[start DOCUMENT SEGMENT]
You’ve been complaining a lot.
You whinge about your children. Your house. How busy you are. The activities you take your kids to. The amount of time they “need” you. Your lack of sleep.
You complain about the holiday you just took where you couldn’t relax and you complain about the amount of time you had to spend at the shops prior to Christmas. You complain about the weather, you complain about your husband.
You are justified. You are righteous. You are the victim in every story.
These things have been done to you and you need to be soothed, cajoled, reassured that you are justified, you are right and you are the victim.
You’ve spoken about these things with multiple people and they have reinforced your position and shared their own complaints.
You have fired up for them and given them advice for the would’ve, could’ve, should’ves.
If you are feeling uncomfortable right now thinking I’m talking about you…please be rest assured I am not.
I haven’t been in your house judging you, taking notes and saving up every comment you make for my blog.
Like most of the things I write here – I’m talking about me.
I don’t think I complain a lot…I feel I am an optimistic, happy, calm person.
But you know what? For a zen chick – I sure complain a lot.
When I lost my baby girl Sophia – I felt guilty.
[end DOCUMENT SEGMENT]
[start MATERIAL PROVIDED]
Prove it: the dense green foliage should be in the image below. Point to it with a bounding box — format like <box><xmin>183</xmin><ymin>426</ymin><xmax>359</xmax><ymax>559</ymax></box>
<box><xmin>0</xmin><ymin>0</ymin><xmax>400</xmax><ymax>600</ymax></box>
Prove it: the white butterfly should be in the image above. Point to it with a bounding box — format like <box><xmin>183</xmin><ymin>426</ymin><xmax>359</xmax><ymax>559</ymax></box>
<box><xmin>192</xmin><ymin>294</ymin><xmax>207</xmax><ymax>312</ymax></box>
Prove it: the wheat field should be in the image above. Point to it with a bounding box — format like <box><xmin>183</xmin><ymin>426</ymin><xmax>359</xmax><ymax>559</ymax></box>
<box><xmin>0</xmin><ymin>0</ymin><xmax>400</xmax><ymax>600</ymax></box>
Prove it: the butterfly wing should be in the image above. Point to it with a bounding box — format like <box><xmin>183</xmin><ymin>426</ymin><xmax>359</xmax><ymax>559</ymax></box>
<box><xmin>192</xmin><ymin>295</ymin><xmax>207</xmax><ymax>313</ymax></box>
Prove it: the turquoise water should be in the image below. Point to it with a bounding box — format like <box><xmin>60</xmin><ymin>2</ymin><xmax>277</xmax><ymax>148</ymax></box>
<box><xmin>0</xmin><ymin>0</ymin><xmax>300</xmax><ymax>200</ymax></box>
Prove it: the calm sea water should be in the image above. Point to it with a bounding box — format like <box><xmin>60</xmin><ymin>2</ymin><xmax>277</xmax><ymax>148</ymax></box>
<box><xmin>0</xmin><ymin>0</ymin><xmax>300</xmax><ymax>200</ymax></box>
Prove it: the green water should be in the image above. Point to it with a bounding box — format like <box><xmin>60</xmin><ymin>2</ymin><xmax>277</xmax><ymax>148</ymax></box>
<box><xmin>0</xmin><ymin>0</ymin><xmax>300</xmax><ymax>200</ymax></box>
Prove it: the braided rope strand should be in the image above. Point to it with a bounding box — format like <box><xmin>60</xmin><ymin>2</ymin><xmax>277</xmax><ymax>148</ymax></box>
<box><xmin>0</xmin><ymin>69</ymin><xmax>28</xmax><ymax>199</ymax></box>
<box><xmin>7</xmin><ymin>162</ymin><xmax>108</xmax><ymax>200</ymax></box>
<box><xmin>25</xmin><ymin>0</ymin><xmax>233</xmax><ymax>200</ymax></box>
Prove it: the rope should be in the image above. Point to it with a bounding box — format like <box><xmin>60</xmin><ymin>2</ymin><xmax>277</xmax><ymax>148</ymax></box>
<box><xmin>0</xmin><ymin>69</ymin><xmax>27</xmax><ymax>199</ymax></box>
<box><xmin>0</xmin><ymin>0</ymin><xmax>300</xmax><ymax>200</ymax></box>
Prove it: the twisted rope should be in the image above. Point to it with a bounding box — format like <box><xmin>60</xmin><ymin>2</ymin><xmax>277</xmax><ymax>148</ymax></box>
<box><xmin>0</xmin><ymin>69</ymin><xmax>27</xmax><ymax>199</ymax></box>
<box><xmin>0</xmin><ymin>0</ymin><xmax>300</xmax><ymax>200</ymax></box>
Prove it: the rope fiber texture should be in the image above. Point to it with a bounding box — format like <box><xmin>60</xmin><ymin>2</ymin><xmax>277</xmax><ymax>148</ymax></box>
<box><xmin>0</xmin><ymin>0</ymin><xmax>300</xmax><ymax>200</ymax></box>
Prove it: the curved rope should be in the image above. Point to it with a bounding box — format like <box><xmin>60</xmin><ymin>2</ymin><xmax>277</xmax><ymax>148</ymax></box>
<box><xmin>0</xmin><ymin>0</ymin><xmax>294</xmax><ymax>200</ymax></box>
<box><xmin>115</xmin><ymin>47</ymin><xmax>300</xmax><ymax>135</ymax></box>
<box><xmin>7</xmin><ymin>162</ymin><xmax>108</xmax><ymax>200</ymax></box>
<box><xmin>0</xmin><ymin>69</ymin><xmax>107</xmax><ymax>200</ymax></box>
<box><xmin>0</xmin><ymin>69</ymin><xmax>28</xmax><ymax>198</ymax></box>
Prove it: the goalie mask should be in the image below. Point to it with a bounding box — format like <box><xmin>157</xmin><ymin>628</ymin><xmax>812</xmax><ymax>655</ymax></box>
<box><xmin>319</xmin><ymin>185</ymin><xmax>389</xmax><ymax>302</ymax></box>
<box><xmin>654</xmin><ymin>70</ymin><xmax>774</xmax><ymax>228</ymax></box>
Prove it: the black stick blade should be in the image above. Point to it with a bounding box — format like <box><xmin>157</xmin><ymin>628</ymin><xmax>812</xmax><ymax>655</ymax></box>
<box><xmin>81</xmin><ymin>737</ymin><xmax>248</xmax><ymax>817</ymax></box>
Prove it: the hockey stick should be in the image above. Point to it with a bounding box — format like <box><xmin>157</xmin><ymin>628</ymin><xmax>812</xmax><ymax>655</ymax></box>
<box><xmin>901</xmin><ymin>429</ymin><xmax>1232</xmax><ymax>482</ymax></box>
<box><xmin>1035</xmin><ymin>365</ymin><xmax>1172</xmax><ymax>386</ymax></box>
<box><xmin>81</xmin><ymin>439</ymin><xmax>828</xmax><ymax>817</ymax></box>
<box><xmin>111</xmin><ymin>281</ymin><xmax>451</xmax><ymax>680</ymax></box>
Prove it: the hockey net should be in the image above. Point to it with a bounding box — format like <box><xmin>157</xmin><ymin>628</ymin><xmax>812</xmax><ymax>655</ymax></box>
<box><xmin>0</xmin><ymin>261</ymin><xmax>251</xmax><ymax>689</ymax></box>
[end MATERIAL PROVIDED]
PROBLEMS AND TASKS |
A. Pick out every row that contains the word "butterfly" and copy each one in full.
B. Continue the blog post about complaining from where it stops.

ANSWERS TO THE EXERCISES |
A.
Prove it: the white butterfly should be in the image above. Point to it with a bounding box — format like <box><xmin>183</xmin><ymin>426</ymin><xmax>359</xmax><ymax>559</ymax></box>
Prove it: the butterfly wing should be in the image above. Point to it with a bounding box — format like <box><xmin>183</xmin><ymin>426</ymin><xmax>359</xmax><ymax>559</ymax></box>

B.
Do you have any idea how much complaining I did when I was pregnant? Jesus. If I could only have my time over again I would bless each day like the miracle it is.
And when I got pregnant again with Leo?
Jesus I complained a lot.
Couldn’t help myself.
For some reason this style of communication is preferable in society. We bond over this.
Rarely do you hear me say outloud – Yesterday I had a really special moment with Julian. Today I was a kick-ass Mum because. Daniel and I had such a good conversation yesterday – God I love that man.
In terms of our general disposition this is bad news. We are reinforcing that life’s downs are more important than the ups.
But its not just us.
Most of us are in charge of little people. Little people who are hearing, seeing and doing more than we know. They hear us and model our behaviour.
I don’t believe happiness is found in complaining.
We get annoyed at them for complaining they are bored. We get annoyed at them for complaining that they are not getting enough and not appreciating what they have.
We need to start taking some of our own advice. Monkey see monkey do.
1. Awareness. Becoming of aware of exactly how much you complain is eye-opening. You can’t change anything without awareness.
2. Speak about the positives. I want to hear about your children’s achievements, your awesome night out with your husband and the best bit of your last meal. I promise I won’t find it intimidating, competitive or narcissistic.
3. Stop judging. Be aware when you are being judgmental of others and just let them be. You can never stand in their shoes and don’t know what they are going through.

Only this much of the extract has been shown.